── STORED ROWS ──
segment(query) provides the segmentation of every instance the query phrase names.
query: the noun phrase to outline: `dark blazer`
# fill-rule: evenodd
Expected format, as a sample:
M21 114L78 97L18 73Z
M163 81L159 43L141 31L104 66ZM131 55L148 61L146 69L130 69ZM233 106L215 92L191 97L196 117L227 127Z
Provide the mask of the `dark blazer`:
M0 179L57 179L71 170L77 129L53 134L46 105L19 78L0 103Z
───
■ **WHAT YOU HAVE TO DO**
Extract every item above and reproduce each of its lines verbatim.

■ **WRITTEN SOLUTION**
segment(query) provides the segmentation of every instance the query phrase names.
query: the noun phrase to outline: `dark blazer`
# fill-rule: evenodd
Expected format, as a sample:
M21 114L78 97L18 73Z
M163 81L159 43L141 31L104 66ZM131 55L148 61L146 69L130 69ZM233 106L215 92L191 97L196 117L227 127Z
Provide the mask of the `dark blazer`:
M0 179L57 179L71 170L77 129L53 134L46 105L19 78L0 103Z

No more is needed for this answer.